** What is needed **
Please output the entries below from the line that contains "Expected behaviour: for every instance of the weeds" through the final line, reproduced exactly and alone.

** The input **
— BEGIN —
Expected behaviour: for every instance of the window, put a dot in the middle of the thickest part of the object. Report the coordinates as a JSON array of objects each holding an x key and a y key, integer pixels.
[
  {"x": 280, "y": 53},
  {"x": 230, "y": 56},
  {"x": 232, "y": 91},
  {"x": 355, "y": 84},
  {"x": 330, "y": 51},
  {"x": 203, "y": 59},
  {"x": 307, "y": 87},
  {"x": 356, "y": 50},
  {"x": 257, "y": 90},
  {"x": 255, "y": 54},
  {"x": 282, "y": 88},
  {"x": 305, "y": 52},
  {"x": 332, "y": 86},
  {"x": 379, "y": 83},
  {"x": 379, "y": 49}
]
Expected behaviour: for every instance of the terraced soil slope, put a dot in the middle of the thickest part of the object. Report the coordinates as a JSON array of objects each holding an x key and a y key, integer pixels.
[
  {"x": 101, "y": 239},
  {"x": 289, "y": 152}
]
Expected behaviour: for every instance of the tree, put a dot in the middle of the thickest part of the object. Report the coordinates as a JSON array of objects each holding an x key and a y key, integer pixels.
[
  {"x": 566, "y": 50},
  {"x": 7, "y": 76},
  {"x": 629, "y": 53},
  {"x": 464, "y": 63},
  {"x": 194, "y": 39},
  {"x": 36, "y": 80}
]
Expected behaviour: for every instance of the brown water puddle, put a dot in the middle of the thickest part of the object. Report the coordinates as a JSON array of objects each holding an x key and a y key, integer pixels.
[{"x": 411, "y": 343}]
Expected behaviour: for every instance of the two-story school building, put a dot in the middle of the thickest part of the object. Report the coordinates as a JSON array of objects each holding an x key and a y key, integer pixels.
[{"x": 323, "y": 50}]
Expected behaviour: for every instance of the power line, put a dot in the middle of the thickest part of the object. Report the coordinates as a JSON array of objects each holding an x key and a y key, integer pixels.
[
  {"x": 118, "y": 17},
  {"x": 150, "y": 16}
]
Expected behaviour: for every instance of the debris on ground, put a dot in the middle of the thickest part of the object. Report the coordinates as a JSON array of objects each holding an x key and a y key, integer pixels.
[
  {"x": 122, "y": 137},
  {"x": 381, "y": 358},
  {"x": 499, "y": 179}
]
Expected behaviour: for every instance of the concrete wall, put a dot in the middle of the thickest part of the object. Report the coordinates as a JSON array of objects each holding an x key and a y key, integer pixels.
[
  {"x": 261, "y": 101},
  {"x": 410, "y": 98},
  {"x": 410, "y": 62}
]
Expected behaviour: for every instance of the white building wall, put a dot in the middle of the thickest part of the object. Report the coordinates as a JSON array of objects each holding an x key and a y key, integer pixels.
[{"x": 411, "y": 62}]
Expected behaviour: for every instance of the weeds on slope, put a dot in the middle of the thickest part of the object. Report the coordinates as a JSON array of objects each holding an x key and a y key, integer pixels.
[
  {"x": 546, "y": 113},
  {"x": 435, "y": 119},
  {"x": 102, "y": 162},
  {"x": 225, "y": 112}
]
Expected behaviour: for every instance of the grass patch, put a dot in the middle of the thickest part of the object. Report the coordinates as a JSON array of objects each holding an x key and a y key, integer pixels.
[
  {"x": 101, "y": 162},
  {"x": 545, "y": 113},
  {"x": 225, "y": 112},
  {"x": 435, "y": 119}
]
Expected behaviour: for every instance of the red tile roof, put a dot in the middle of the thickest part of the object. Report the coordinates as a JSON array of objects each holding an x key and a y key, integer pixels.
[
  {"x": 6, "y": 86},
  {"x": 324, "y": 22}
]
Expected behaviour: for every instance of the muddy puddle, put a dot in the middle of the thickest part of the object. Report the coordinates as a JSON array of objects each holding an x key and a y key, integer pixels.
— END —
** Complete output **
Expected behaviour: for every instance of the weeds on slope, put a dot in the middle of the thickest part of the object. Report the coordinates as a JSON array of objects each holding an x key and a y key, integer pixels.
[
  {"x": 546, "y": 113},
  {"x": 435, "y": 119},
  {"x": 102, "y": 162},
  {"x": 225, "y": 112}
]
Expected behaviour: for every instance of the grass patch, put a dot in the middle of the thickest part of the object. Report the coordinates as a JSON array of objects each holding an x key and a y key, integer pixels.
[
  {"x": 101, "y": 162},
  {"x": 545, "y": 113},
  {"x": 225, "y": 112},
  {"x": 435, "y": 119}
]
Expected behaviour: for every instance of the red tile roof, put a dot in the middle of the thickest part of the object. Report the coordinates as a JSON array of objects each holding an x key and a y key, integer pixels.
[
  {"x": 6, "y": 86},
  {"x": 324, "y": 22}
]
Expected behaviour: for every instance of the muddy puddle, put a dot in the middle of the thickest part of the object. Report the coordinates as a JSON array of objects each holding an x key and a y key, integer pixels.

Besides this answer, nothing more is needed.